#### ФРАГМЕНТ ТЕКСТА
* * * * * * *

Кирилл Корчагин (stiven_dedal) wrote,
Кирилл Корчагин
stiven_dedal

Category:

Прокляты и забыты

Так как последняя книжка журнала "Воздух" появится в сети еще нескоро, я решил привести здесь свой ответ на опрос о забытых поэтах. Кажется, там получилось сформулировать какие-то важные для меня вещи. Хотя, к чему скрывать, ответы коллег показались без малого поразительными, говорящими о том, что разные картины словесности окончательно замкнулись на себе самих: как, право, расценивать упоминание Анненского и Введенского в числе "забытых"? Или, еще того хлеще, обращение к строчкогону Кленовскому? Материал для социолога литературы. Впрочем, и автор этих строк свернул с того прямого пути, что предполагался исходной формулировкой опроса.

* * * * * * *

#### ИСХОДНЫЕ ДАННЫЕ
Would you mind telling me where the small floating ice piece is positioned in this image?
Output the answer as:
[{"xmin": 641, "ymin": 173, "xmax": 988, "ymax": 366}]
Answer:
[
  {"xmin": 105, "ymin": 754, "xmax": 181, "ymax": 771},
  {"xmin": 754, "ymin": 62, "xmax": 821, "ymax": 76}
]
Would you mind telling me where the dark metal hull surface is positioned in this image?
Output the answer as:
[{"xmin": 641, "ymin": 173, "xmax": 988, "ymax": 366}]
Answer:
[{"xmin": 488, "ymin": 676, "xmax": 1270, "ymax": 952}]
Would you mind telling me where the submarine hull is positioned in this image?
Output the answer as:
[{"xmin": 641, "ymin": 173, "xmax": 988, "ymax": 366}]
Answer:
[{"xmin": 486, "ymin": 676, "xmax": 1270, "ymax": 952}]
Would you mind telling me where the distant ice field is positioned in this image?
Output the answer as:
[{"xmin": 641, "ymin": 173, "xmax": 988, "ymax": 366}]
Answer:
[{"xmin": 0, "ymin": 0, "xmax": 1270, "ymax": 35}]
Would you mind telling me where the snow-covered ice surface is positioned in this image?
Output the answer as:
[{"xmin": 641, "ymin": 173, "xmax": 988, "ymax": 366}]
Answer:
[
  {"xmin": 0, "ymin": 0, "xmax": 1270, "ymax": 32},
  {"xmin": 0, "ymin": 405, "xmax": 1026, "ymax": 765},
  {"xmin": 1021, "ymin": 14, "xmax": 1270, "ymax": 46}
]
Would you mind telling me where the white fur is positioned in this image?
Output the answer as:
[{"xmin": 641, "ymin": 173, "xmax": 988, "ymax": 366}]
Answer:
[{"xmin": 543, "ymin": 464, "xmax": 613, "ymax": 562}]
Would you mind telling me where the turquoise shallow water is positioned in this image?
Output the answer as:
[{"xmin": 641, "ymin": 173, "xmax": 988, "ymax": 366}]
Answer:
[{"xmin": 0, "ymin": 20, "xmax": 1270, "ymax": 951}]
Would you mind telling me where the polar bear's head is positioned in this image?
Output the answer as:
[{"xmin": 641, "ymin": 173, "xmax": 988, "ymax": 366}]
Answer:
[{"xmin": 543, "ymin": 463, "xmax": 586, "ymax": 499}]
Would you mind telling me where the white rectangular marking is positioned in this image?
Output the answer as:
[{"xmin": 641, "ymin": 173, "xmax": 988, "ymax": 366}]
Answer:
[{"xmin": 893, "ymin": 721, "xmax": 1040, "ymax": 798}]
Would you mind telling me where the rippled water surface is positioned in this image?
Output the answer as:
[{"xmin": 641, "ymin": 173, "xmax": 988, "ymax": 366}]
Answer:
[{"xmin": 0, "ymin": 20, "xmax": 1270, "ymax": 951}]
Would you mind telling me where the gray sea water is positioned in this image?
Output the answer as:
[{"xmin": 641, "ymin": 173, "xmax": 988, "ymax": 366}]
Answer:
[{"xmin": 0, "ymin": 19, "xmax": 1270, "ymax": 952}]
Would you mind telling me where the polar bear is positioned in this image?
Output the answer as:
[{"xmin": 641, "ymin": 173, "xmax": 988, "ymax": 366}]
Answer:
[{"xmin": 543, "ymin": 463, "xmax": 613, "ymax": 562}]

* * * * * * *

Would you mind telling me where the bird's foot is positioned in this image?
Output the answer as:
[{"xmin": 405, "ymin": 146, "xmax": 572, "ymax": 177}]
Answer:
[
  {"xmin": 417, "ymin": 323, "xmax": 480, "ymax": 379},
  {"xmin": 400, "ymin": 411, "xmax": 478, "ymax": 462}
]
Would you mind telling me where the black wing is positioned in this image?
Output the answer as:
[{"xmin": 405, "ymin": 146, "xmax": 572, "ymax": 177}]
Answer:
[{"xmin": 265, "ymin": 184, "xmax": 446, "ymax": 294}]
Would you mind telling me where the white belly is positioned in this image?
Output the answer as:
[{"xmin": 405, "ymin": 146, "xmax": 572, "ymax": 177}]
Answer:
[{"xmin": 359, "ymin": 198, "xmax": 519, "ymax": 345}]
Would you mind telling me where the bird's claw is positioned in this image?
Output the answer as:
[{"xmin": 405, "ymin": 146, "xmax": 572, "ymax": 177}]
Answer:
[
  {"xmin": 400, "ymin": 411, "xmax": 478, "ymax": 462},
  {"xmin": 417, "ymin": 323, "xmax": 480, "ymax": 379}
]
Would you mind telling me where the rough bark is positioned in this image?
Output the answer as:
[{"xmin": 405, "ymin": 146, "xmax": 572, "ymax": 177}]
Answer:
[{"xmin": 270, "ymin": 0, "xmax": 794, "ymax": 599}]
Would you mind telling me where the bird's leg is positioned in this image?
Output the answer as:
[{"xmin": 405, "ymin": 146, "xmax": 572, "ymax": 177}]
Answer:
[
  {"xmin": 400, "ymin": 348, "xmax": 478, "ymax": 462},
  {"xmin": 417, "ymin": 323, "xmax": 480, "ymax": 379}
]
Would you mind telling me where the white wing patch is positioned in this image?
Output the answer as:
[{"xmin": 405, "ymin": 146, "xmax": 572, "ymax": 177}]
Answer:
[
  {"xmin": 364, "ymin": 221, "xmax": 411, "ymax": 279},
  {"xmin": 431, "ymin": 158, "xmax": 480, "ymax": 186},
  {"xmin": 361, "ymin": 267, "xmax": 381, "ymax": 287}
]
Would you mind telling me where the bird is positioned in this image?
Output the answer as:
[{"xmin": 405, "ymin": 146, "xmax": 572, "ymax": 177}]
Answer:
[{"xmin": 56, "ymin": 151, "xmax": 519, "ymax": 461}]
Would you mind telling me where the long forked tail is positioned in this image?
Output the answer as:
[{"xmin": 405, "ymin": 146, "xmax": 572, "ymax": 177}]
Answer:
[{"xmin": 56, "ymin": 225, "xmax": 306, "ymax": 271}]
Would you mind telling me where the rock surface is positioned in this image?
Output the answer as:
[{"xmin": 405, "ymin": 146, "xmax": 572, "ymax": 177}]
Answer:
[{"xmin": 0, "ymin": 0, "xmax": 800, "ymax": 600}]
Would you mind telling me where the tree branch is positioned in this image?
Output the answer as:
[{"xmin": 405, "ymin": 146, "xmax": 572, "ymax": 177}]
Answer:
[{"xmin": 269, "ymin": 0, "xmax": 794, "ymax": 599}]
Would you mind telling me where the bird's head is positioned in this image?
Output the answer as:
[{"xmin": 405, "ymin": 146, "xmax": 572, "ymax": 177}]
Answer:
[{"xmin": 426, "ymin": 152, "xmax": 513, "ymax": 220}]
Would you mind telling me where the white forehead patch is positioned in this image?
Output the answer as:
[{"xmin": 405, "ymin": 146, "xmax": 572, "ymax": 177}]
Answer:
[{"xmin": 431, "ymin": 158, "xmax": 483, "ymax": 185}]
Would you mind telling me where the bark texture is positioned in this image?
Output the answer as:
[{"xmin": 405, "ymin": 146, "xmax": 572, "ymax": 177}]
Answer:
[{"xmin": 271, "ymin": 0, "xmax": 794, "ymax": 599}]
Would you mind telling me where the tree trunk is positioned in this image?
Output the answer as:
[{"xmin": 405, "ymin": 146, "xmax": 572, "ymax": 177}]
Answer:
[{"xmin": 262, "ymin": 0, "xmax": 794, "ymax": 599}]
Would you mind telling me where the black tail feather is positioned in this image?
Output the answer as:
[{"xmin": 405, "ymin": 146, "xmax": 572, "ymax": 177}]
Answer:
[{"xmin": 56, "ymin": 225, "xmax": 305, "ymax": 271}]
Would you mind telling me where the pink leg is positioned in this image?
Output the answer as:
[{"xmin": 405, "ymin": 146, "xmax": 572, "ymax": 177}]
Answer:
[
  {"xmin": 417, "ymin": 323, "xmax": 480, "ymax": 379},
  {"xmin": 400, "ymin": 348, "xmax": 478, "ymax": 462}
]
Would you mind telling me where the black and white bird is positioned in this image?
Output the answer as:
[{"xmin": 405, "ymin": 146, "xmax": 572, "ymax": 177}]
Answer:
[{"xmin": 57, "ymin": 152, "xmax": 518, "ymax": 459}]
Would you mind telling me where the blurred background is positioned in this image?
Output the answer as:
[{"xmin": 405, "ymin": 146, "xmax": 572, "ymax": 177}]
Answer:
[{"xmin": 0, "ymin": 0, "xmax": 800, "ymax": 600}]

* * * * * * *

#### ЧТО НУЖНО СДЕЛАТЬ
**1)** Выпишите из записей все строки, где встречается слово «wing».
**2)** Продолжите заметку об опросе о забытых поэтах, начав сразу после её последнего предложения.
Текст и записи никак не связаны между собой.

#### ПИСЬМЕННЫЕ ОТВЕТЫ
**1)**
Would you mind telling me where the black wing is positioned in this image?
Would you mind telling me where the white wing patch is positioned in this image?

**2)**
Итак, начнем с постановки вопроса:

Вот уже десять лет, как закончился XX век, а до системного осмысления его наследия — вообще и в области русской поэзии в частности — ещё очень далеко. Это касается, помимо всего прочего, и персонального состава русского поэтического пантеона: иерархия авторитетов в поэзии первой трети столетия куда определённее в массовом сознании, чем в умах профессионального сообщества, поэтическая история второй трети сплошь состоит из белых пятен, а по ближайшему к нам времени, кажется, пока нет даже намёка на консенсус. Такая непрояснённость ставит в очень неловкое положение исследователей, но есть у неё и оборотная положительная сторона: ещё не всякая историческая несправедливость увековечена, ещё есть шанс что-то изменить. Попробуем сделать это прямо сейчас: назовите, пожалуйста, недооценённого, незаслуженно забытого поэта XX века, который наиболее важен для вас и кажется вам наиболее значительным. Чем он замечателен? Если можно, приведите одно стихотворение, которое, с Вашей точки зрения, об этом свидетельствует.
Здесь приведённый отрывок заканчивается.